Answer these questions using the Edith Mae Osborn obituary below.
(a) In what town was Edith Mae Osborn born?
(b) How many children did her parents have?
(c) Where does her sister Naomi Durham still ranch?
-- Start Supplied text --
March 17, 1906 - May 13, 2008

By Linda Counts Duncan
Edith Mae Osborn was born on St. Patrick's Day, March 17, 1906 in Yampa. She died May 13, 2008 at her home in Craig at the age of 102.
She was the third child of nine born to Charley Bluford and Effie Mae Osborn. She was preceded in death by six of her brothers: Everett, Marion, Floyd, Lowell, Bill and Kermit. Her brother, Kenneth Osborn, formerly a rancher south of Hamilton on Deer Creek, currently resides in Hayden and her sister, Naomi Durham, continues to ranch in the Axial Basin.
-- End Supplied text --
-- Start Extracted entries --
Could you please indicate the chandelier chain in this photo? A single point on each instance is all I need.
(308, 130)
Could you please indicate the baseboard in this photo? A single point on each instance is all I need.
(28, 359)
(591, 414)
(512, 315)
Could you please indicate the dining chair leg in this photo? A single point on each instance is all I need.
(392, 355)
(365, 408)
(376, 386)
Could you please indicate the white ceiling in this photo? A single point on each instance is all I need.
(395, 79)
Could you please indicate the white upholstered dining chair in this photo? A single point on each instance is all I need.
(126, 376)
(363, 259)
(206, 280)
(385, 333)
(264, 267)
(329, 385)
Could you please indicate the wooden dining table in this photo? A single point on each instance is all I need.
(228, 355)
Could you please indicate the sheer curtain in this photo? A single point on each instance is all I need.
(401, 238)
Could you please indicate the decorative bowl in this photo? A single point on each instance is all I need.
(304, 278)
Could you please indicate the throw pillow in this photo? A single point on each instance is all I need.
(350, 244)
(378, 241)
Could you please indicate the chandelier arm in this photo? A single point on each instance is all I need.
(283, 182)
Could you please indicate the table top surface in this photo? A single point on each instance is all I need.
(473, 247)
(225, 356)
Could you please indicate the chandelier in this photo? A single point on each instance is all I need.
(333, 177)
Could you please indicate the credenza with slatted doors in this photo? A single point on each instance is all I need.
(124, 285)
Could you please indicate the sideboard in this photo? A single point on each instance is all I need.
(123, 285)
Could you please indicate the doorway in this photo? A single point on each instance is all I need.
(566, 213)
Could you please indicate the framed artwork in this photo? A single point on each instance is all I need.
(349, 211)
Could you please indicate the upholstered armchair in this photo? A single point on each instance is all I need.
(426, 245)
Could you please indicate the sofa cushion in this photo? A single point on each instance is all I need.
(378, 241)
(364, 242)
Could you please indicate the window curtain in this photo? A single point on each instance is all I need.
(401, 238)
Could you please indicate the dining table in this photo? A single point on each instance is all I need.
-- End Extracted entries --
_Output for this exercise:_
(a) Yampa
(b) Nine
(c) In the Axial Basin